> Records for placing points
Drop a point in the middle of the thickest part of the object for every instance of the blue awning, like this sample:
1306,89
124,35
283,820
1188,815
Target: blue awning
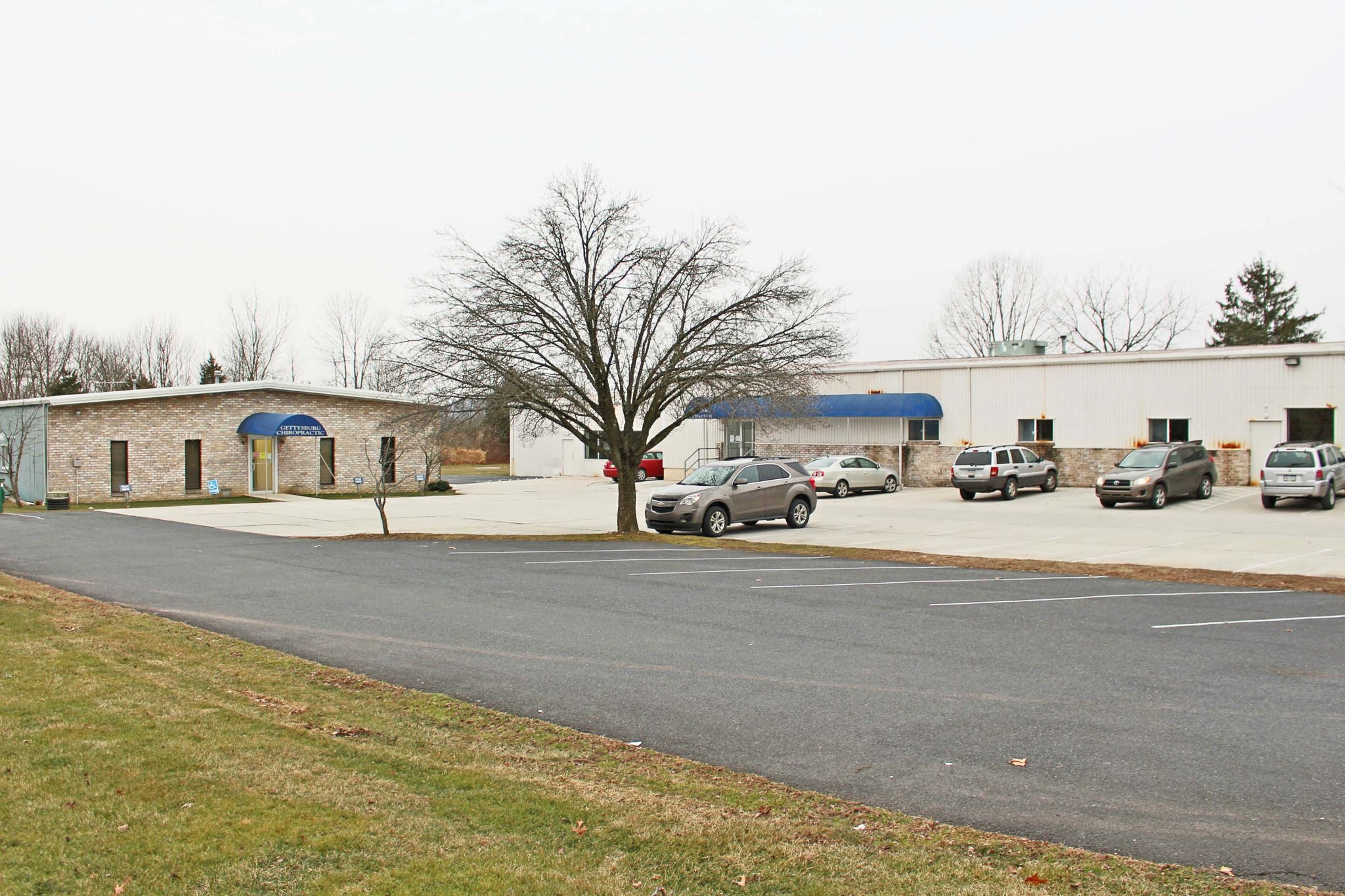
880,405
282,425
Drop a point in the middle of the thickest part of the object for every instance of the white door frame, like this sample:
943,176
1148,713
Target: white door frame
252,464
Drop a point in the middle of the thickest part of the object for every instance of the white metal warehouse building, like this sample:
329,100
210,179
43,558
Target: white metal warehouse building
1082,410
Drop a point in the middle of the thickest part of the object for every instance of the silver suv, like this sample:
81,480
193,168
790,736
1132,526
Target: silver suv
745,489
1304,471
1001,468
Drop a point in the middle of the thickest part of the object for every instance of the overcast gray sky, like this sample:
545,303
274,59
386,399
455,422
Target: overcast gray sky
160,156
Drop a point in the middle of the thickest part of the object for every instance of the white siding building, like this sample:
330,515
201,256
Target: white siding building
1082,409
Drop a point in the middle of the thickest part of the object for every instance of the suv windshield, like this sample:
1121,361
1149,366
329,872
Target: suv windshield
969,458
711,476
1290,458
1143,459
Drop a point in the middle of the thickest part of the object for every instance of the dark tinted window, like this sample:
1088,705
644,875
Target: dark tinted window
119,467
1290,458
749,475
327,450
192,464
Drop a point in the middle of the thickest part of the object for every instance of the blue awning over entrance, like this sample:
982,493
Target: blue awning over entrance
282,425
881,405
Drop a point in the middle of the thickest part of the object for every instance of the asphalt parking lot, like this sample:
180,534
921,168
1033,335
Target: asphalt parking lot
1176,723
1231,531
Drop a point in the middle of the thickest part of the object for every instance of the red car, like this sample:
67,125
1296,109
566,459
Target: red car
651,468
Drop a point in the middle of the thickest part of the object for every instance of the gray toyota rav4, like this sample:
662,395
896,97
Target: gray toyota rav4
745,489
1152,473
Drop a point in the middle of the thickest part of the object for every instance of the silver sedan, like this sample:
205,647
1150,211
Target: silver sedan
844,475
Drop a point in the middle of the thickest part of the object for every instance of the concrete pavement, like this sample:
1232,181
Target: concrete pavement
1229,532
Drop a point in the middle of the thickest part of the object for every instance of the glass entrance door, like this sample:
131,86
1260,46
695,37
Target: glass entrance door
263,464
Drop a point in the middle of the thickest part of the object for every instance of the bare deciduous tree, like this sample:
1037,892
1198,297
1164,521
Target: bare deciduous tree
355,341
591,324
993,300
163,355
35,350
255,336
1122,312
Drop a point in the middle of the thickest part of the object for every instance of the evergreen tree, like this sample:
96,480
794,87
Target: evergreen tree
1261,310
66,383
211,371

> REQUIREMENT
Format each line of the records above as a Markdown table with the columns Row and Line, numbering the rows and leaving out blank lines. Omit the pictures from the table.

> COMPLETE RESPONSE
| Row | Line |
|---|---|
| 1 | Drop a point in the middle of the thickest part of the object for every instance of the blue awning, like this sample: |
| 2 | 1306,89 |
| 3 | 124,35 |
| 4 | 283,820 |
| 5 | 1188,815 |
| 6 | Target: blue awning |
| 7 | 880,405 |
| 8 | 282,425 |
| 9 | Drop a point in the middle of the thickest part of the object for every instance of the white door frame, like this sample: |
| 10 | 943,176 |
| 11 | 1148,713 |
| 12 | Target: white door frame |
| 13 | 252,464 |
| 14 | Drop a point in the middle of the thickest part of the object for every instance of the white metal warehouse building, like this sample: |
| 15 | 329,100 |
| 16 | 210,179 |
| 17 | 43,558 |
| 18 | Target: white metal warehouse building |
| 19 | 1082,410 |
| 20 | Drop a point in the middle of the thickest part of the object for every instance of the silver suv, like this sample: |
| 21 | 81,480 |
| 22 | 193,168 |
| 23 | 790,736 |
| 24 | 1132,526 |
| 25 | Target: silver suv |
| 26 | 745,489 |
| 27 | 1304,471 |
| 28 | 1001,468 |
| 29 | Drop a point in the middle of the thickest part of the object for every instance of the overcast gray sky, like this sample: |
| 30 | 545,303 |
| 31 | 274,59 |
| 32 | 386,399 |
| 33 | 455,422 |
| 34 | Target: overcast gray sky |
| 35 | 160,156 |
| 36 | Drop a point in the middle of the thickest part of the object for every instance of the white siding building, like this sample: |
| 37 | 330,515 |
| 38 | 201,256 |
| 39 | Target: white siding building |
| 40 | 1082,409 |
| 41 | Drop a point in the middle of the thickest part of the object for every instance of the suv windshield, like this sample: |
| 42 | 1121,361 |
| 43 | 1149,366 |
| 44 | 329,872 |
| 45 | Target: suv windshield |
| 46 | 969,458 |
| 47 | 711,476 |
| 48 | 1290,458 |
| 49 | 1143,459 |
| 50 | Drop a point in the middle of the thickest part of the object for every instance of the dark tinted window, like this sample: |
| 51 | 1088,705 |
| 52 | 644,875 |
| 53 | Target: dark tinted window |
| 54 | 119,467 |
| 55 | 1290,458 |
| 56 | 749,475 |
| 57 | 327,450 |
| 58 | 192,464 |
| 59 | Drop a point in the middle of the thickest part of the object for every instance of the blue awning over entrance, like this sample: |
| 60 | 982,493 |
| 61 | Target: blue awning over entrance |
| 62 | 282,425 |
| 63 | 881,405 |
| 64 | Drop a point in the middle of the thickest part of the object for every instance of the asphalt parking lot, like this sample: |
| 65 | 180,534 |
| 66 | 921,168 |
| 67 | 1033,335 |
| 68 | Target: asphalt parking lot |
| 69 | 1176,723 |
| 70 | 1231,531 |
| 71 | Drop a point in the middle of the thickest part of the object for every instance of the red car, like this sample: |
| 72 | 67,125 |
| 73 | 1296,109 |
| 74 | 566,459 |
| 75 | Target: red car |
| 76 | 651,468 |
| 77 | Drop a point in the middle of the thickest part of the object for every instance of the gray toyota rav4, like this sample: |
| 78 | 662,395 |
| 79 | 896,97 |
| 80 | Target: gray toyota rav4 |
| 81 | 745,489 |
| 82 | 1152,473 |
| 83 | Drop a point in the middle of the thickest part of the object for every instance of the silver sedan, like this sample: |
| 84 | 205,647 |
| 85 | 1150,211 |
| 86 | Target: silver sedan |
| 87 | 844,475 |
| 88 | Drop a point in the middle of the thickest part of the object for every instance of the concrete pavement, like this sample: |
| 89 | 1232,181 |
| 90 | Target: concrete pavement |
| 91 | 1229,532 |
| 92 | Drop a point in the middle of the thickest part of the object for every instance of the glass entrance door, like this sample: |
| 93 | 131,86 |
| 94 | 1260,46 |
| 95 | 695,37 |
| 96 | Target: glass entrance door |
| 97 | 263,464 |
| 98 | Drop a point in the middle of the thickest part of the object for every instance of the bare deciduous tree, like this sample: |
| 99 | 1037,892 |
| 100 | 1198,297 |
| 101 | 1164,521 |
| 102 | Target: bare deciduous tree |
| 103 | 355,341 |
| 104 | 591,324 |
| 105 | 993,300 |
| 106 | 163,355 |
| 107 | 35,350 |
| 108 | 255,336 |
| 109 | 1122,312 |
| 110 | Drop a point in the middle of the thickest part of the object for every instance of the evergreen tree, like this sample: |
| 111 | 96,480 |
| 112 | 794,87 |
| 113 | Target: evergreen tree |
| 114 | 1261,310 |
| 115 | 66,383 |
| 116 | 211,371 |